_EXTRACT TO READ_
------------------------------------------------------------------------

In Omaha, surgeons Jason Miller and Mark Puccioni alleged in their January suit that Omaha Children’s suspended their privileges to practice at the facility after they raised concerns about the death of a 7-month-old during an operation. That surgery was performed last year by Dr. Adam Conley, who is employed by Omaha Children’s. In the suit, Miller and Puccioni question Conley’s surgical skill.

Conley is a neurosurgeon. Conley had trained and practiced at Cincinnati Children’s before coming to Omaha in 2017.

Miller and Puccioni also say the hospital wants to “own and control” doctors by employing them, thus gaining a “more profitable and predictable stream of revenue” for the hospital. Miller and Puccioni have privileges to operate at numerous area hospitals.

Puccioni is a pediatric neurosurgeon, and Miller is a plastic surgeon trained in pediatric craniofacial work.

Miller’s and Puccioni’s attorney, Tom White of Omaha, sees a connection between their suit and those in Cincinnati. He said the Omaha suit could halt problem surgeries perpetrated by an incompetent surgeon.

“We must prevent what happened in Cincinnati from happening in Omaha,” White said.

Omaha Children’s fired back in its own court filing in late January, saying the surgeons “have callously and intentionally used the tragic death” of a child to help make their case. The hospital also alleges that the two surgeons are trying to protect their business interests by making false accusations against Children’s, Azizkhan and Conley.

In an April statement, hospital officials said safe, high-quality care is and has always been the hospital’s top priority. “Any assertion to the contrary is false and a shameless attempt to mischaracterize the important work done by thousands of dedicated Children’s providers and staff who improve the health of children every day,” they wrote.

Hospital officials said it was “unfortunate” that some apparently disagreed with the hospital’s efforts to better serve children and families through the recruitment of more pediatric specialists.

The public dispute among doctors is unusual.

Many physicians are reluctant to report their colleagues, experts say, often for fear of retaliation or alienation by members of the medical community, the bureaucratic hassle of getting involved and the understanding that everyone commits errors.

------------------------------------------------------------------------

_TO DO_
1. Could you copy the article on the Omaha hospital dispute, starting at the words "In an April" and stopping after "doctors is unusual.", but substitute "blatant" for "shameless"?
2. Can you extend the article on the Omaha hospital dispute beyond its last sentence?
The records aren't needed for this work.

_MATERIAL SHOWN_
------------------------------------------------------------------------

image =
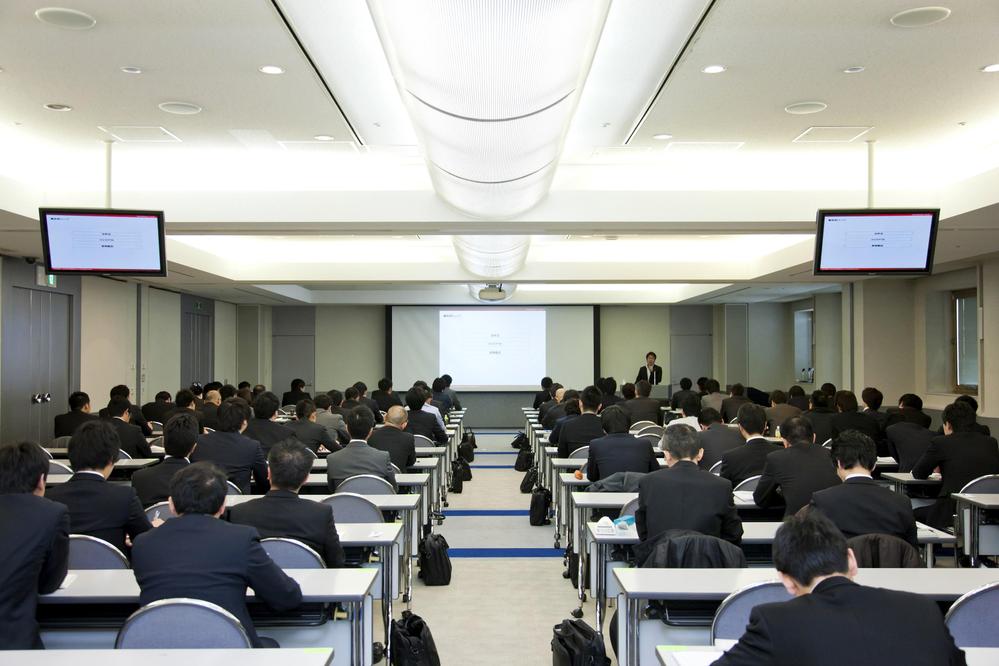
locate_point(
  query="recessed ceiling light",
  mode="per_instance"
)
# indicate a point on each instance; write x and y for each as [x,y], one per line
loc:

------------------------------------------------------------------------

_ANSWER LIST_
1.
In an April statement, hospital officials said safe, high-quality care is and has always been the hospital’s top priority. “Any assertion to the contrary is false and a blatant attempt to mischaracterize the important work done by thousands of dedicated Children’s providers and staff who improve the health of children every day,” they wrote.

Hospital officials said it was “unfortunate” that some apparently disagreed with the hospital’s efforts to better serve children and families through the recruitment of more pediatric specialists.

The public dispute among doctors is unusual.

2.
Before the local lawsuit, concerns out of Omaha Children’s had caught the attention of the Nebraska Medical Association. The group’s president sent a letter to the hospital board on behalf of the organization expressing concerns about “patient care, safety and quality” there. The letter also expressed concern about a loss of longtime physicians and the transfer of children to other institutions.

Dr. Britt Thedinger said the physicians’ group did not intend for the letter to become public.

Both Omaha and Cincinnati lawsuits continue to unfold.

After Durrani left Cincinnati Children’s, he started his own clinic in Cincinnati. A lawsuit alleges that his patients followed him to his new practice not knowing of any problems.

Florida’s Wolfson said a hospital “can’t really warn others about something that has not come to the point of disciplinary action.” On the other hand, he said, suspicions “need to be followed up and investigated.”

Durrani also continued to perform surgeries at other area hospitals, including a sister hospital of Cincinnati Children’s called West Chester, court filings say. His privileges to operate at West Chester ended in 2013. A federal grand jury returned its indictment against him that year.

West Chester has settled with some of Durrani’s former patients, according to media reports and the Deters law firm.

In December, Cincinnati Children’s was ordered to pay $2 million in one Durrani case, the Cincinnati Enquirer reported. A jury determined that the procedure he’d performed on the plaintiff was unnecessary.

A jury in a state court last week awarded more than $1 million to another former Durrani patient. That suit named Durrani, not hospitals or administrators.